* [Given passage]:
-- START --

Secured Revolving Loan
On June 27, 2016, SIC VI entered into a secured revolving loan agreement (the “Secured Revolving Loan”) with the Company and its subsidiaries, pursuant to which the Company can borrow up to $1,200. The Secured Revolving Loan bears interest at the rate of 12% per annum and matures on December 31, 2016, barring any events of default or a change of control of the Company. Since June 30, 2016 and through the date of this filing, an additional $315 had been advanced thereunder. As a result of the exchange agreement referred to in "Note Exchange Agreement" below, this loan has been satisfied.
Exchange Agreement
On July 8, 2016, the Company and SIC III, SIC IV and SIC VI, each an affiliate of Mr. Sillerman, entered into an Exchange Agreement pursuant to which, subject to adjustment, (i) 3,000 shares of the Company's Series C Preferred Stock owned by SIC III are to be exchanged for 890,898 shares of the Company's common stock and (ii) all of the debt held by Mr. Sillerman and such affiliates is to be exchanged for 5,066,654 shares of the Company's common stock. Issuance of the shares is conditioned upon approval of the Company’s shareholders (see "Shareholder Approval" in this section), the closing of an offering of the Company’s common stock in the amount of at least $10,000, approval of its Listing of Additional Shares application with NASDAQ, the Company shall not be subject to any bankruptcy proceeding, and various other conditions. The exchange price shall be equal to the lesser of $5.20 and the price at which the Debentures can be exchanged for shares of the Company’s common stock. The Company received an independent valuation with respect to the original exchange that the exchange price of $5.20 reflects fair value. Any additional change is subject to the receipt by the Company of an updated fair value determination. The agreement provides for termination in the event the conditions are not satisfied by March 31, 2017. At the date of this filing, this transaction has not yet closed.

Amended Exchange Agreement/Amended Grid Note

On July 18, 2016, SIC III, SIC IV and SIC VI, LLC entered into an amendment to the Exchange Agreement relating to the exchange of debt and shares of the Series C Preferred Stock of the Company for shares of the Company's common stock. The Exchange Agreement modified the Grid Note to provide that SIC IV shall be entitled to repayment of up to $2,000 of the outstanding principal balance of the Grid Note and the Company shall be entitled to draw up to an additional $5,000. $4,291 remains available to draw under the Grid Note and at the date of this filing, the current balance is $1,609.

-- END --

Segmentation dataset excerpts:
-- START --

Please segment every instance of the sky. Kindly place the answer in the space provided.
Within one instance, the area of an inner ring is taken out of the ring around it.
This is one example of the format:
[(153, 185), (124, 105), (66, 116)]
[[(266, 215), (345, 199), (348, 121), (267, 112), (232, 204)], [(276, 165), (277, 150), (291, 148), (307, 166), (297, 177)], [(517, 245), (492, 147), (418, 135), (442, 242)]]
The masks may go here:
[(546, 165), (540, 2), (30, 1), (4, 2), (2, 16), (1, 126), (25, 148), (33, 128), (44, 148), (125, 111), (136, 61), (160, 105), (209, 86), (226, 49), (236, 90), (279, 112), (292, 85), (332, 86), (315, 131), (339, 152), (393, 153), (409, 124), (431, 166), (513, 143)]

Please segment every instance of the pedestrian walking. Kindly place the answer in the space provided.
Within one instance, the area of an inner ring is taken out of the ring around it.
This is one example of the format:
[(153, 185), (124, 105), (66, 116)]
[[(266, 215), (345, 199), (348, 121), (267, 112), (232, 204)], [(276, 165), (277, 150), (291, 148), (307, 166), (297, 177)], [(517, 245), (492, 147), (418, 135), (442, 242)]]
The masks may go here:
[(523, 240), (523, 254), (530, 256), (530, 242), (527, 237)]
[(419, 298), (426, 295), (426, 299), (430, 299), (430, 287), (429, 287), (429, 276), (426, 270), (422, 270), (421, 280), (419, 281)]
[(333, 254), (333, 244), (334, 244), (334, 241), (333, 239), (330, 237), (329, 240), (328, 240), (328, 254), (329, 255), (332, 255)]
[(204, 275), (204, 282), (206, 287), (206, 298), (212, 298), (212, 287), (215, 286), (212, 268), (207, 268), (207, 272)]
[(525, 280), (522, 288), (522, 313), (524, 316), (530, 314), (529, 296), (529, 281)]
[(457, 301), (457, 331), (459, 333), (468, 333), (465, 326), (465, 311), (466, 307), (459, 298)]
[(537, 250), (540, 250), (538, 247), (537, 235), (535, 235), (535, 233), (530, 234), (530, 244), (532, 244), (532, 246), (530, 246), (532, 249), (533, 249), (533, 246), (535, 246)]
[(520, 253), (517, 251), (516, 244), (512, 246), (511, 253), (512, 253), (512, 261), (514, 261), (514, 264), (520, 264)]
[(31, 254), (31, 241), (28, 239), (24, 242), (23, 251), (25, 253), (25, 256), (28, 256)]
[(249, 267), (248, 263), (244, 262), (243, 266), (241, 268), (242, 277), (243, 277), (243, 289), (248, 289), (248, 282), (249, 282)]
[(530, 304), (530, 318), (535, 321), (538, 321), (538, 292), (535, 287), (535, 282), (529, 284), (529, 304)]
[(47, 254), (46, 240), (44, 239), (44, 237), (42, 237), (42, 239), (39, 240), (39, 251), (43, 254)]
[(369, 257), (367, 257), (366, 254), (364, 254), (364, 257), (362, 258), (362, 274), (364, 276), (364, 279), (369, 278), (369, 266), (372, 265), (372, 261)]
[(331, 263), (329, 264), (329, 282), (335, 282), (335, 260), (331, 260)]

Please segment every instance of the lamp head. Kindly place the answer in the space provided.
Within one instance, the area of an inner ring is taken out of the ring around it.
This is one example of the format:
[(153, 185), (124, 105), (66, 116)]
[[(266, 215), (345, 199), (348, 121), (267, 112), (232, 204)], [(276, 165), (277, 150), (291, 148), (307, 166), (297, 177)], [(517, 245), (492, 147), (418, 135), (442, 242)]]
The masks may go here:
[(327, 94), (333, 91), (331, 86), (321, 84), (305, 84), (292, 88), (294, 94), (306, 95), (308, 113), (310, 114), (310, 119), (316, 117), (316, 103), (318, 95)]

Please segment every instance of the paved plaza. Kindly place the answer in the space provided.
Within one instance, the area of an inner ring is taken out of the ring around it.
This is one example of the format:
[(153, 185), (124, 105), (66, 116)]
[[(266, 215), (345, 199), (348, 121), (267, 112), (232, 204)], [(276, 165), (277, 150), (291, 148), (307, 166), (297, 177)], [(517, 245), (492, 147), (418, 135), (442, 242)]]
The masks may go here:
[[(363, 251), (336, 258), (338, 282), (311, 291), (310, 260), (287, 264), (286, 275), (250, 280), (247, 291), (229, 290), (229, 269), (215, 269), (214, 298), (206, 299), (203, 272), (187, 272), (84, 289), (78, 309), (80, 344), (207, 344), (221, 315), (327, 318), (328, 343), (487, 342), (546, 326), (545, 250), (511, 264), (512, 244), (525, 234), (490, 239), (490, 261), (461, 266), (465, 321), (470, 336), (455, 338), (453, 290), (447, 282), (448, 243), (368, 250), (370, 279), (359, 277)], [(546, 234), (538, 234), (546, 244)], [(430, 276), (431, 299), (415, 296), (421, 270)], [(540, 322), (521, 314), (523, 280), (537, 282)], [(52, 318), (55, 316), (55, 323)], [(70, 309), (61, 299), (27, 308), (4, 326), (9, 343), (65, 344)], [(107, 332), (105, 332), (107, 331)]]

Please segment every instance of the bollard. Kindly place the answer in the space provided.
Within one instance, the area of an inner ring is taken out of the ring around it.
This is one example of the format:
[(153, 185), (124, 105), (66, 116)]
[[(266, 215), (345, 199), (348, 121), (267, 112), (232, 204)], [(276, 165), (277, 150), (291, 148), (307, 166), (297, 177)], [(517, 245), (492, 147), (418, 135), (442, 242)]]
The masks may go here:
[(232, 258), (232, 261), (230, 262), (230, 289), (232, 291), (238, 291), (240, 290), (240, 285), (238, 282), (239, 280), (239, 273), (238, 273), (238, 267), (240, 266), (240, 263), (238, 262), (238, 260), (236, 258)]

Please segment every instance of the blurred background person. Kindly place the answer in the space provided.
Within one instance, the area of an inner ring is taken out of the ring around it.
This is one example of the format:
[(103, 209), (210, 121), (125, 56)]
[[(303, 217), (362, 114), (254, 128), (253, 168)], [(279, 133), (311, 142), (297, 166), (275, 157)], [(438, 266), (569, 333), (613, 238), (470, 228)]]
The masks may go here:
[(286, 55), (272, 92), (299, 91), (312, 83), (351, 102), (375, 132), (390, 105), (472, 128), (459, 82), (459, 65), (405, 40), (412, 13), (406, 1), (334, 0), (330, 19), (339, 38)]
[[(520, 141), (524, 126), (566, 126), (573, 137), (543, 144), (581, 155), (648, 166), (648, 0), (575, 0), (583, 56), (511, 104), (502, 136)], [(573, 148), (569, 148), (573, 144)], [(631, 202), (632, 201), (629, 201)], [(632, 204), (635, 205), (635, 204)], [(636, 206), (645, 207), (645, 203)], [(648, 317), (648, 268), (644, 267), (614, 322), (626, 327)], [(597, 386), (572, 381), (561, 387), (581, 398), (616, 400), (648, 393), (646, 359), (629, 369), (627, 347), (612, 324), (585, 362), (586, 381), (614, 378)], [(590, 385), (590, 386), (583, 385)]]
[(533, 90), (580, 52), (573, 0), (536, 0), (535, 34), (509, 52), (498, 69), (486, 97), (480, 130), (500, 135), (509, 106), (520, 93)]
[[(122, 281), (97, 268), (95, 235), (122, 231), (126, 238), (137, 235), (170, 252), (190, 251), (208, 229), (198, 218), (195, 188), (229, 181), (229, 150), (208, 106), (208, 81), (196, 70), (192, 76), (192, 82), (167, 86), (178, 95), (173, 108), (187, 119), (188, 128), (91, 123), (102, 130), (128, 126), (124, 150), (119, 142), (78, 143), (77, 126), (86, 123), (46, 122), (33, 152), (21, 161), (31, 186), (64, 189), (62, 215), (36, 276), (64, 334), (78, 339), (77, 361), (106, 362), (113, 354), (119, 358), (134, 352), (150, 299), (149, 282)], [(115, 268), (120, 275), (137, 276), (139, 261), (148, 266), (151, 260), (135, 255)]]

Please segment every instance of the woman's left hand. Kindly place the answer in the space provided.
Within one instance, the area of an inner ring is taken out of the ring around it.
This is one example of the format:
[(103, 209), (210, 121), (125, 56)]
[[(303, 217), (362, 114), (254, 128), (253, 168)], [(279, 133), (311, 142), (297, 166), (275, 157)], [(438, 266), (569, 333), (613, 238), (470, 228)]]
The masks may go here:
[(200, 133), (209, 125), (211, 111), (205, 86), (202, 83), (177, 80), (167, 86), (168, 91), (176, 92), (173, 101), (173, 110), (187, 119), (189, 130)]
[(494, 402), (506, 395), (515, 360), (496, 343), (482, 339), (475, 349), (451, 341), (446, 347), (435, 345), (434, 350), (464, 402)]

-- END --

* [What to produce]:
Answer these questions using the passage on the loan and exchange agreements.
1. Up to what amount can the Company borrow under the Secured Revolving Loan?
2. How many shares of common stock are the 3,000 shares of Series C Preferred Stock owned by SIC III to be exchanged for?
3. What is the current balance of the Grid Note at the date of the filing?

* [Right answer]:
1. $1,200
2. 890,898 shares
3. $1,609